* _WHAT THE EXERCISE ASKS_
Filter the records below for the word "column". Keep each line that has it.

Segment Start: INPUT DATA

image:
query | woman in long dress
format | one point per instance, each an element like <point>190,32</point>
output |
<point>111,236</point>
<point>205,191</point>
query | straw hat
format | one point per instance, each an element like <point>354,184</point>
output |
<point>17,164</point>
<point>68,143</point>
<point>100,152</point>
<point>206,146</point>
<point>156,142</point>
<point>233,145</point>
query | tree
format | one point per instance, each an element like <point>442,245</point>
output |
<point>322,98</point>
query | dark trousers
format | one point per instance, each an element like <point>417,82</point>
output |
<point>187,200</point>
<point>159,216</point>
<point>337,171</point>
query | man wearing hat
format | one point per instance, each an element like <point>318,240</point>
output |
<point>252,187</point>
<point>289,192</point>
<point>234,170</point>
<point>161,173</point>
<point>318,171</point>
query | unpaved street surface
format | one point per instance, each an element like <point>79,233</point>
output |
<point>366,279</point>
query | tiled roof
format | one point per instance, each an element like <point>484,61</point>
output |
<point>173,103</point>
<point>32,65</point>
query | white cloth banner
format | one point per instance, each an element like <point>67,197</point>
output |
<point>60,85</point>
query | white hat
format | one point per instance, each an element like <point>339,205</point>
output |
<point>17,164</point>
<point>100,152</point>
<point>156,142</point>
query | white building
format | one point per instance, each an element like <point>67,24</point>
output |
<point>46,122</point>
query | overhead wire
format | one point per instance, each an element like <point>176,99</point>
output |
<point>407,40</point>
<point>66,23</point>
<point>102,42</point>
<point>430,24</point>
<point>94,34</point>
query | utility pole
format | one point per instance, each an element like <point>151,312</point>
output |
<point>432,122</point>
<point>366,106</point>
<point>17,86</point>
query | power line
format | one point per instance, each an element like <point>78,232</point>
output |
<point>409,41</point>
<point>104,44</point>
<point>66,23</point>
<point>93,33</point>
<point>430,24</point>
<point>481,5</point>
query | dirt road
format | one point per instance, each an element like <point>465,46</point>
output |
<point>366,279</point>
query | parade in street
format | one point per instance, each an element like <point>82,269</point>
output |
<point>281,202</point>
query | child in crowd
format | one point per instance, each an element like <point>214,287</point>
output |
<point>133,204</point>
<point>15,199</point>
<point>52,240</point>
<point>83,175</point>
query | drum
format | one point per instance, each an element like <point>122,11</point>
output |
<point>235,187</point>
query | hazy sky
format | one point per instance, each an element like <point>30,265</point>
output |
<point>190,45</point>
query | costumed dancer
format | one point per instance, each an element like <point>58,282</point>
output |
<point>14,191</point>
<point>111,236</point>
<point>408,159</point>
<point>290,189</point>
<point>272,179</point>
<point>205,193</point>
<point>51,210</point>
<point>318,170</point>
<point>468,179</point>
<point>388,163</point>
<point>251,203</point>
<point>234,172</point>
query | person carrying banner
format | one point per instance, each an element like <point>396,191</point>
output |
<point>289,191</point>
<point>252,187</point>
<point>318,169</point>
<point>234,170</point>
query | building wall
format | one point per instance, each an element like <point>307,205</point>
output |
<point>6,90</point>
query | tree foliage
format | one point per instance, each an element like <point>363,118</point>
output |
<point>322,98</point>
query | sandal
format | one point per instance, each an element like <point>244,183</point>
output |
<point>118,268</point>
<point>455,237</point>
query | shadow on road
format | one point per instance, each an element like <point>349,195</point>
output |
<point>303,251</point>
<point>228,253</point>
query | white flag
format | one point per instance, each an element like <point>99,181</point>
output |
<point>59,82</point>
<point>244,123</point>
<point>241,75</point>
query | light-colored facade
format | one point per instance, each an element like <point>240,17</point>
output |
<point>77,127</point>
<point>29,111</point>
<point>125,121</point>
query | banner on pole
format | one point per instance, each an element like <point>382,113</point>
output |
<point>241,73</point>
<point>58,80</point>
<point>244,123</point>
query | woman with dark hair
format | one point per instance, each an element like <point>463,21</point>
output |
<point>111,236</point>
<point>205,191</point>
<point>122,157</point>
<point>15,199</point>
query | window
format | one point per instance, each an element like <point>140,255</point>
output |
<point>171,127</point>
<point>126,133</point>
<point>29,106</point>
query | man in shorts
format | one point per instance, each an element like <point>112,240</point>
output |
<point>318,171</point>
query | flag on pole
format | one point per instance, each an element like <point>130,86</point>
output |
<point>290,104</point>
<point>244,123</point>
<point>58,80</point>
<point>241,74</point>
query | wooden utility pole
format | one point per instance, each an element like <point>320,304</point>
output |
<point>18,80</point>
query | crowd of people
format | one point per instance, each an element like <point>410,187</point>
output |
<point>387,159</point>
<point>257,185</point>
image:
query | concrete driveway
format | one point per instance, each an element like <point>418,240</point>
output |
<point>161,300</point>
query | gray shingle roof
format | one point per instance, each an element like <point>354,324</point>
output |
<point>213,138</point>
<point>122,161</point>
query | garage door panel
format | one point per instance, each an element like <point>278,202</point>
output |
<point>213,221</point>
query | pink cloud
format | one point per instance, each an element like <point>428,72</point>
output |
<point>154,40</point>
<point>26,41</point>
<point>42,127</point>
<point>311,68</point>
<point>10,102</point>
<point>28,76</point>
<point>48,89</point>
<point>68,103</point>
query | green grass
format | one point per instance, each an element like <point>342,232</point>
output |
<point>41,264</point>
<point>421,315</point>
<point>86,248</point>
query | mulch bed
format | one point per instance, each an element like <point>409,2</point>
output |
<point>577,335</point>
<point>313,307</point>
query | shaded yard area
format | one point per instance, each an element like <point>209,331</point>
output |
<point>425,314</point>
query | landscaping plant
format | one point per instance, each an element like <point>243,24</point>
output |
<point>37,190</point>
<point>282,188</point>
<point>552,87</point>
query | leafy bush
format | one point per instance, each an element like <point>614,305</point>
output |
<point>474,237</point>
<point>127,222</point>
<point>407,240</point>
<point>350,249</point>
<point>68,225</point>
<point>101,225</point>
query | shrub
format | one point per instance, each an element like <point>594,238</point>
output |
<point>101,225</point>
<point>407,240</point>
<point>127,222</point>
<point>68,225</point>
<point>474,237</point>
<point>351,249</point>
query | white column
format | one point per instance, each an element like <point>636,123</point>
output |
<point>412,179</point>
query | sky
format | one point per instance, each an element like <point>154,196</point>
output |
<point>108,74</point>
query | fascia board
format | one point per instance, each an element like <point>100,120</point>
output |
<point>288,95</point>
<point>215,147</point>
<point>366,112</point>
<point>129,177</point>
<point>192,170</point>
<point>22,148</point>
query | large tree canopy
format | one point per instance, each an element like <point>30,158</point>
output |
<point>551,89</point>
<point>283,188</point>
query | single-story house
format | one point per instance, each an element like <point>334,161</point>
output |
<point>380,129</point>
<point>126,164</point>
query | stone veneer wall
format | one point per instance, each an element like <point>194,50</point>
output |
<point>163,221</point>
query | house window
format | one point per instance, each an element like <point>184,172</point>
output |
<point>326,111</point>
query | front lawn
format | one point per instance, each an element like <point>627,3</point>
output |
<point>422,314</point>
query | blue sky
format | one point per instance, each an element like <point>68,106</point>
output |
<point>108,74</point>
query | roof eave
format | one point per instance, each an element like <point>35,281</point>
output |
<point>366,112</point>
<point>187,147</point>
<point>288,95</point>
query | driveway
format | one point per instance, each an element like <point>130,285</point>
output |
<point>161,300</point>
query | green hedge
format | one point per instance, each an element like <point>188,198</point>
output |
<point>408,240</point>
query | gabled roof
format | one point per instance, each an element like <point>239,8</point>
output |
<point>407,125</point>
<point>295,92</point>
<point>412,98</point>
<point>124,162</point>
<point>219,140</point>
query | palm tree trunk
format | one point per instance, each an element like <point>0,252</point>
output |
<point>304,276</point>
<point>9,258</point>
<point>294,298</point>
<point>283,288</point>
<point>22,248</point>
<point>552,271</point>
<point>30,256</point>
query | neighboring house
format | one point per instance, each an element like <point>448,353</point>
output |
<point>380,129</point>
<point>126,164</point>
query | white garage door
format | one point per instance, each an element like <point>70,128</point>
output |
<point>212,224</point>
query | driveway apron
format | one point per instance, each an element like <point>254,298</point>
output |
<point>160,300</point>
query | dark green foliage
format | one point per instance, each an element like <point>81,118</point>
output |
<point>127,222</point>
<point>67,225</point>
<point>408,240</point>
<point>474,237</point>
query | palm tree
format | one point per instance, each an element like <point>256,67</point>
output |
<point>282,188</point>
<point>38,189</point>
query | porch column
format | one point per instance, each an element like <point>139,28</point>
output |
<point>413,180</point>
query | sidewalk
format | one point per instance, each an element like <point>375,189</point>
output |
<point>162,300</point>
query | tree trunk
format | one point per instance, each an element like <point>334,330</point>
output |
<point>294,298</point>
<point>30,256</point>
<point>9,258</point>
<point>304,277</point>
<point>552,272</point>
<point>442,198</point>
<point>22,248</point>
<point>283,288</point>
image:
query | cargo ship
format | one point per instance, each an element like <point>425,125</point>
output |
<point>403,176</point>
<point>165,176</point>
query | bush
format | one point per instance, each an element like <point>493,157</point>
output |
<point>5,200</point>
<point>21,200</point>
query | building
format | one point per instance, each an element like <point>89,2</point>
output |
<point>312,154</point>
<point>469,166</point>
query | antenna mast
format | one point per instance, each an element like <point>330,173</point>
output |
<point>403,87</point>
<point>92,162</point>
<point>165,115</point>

Segment End: INPUT DATA

* _EXERCISE RESULT_
query | white column
query | porch column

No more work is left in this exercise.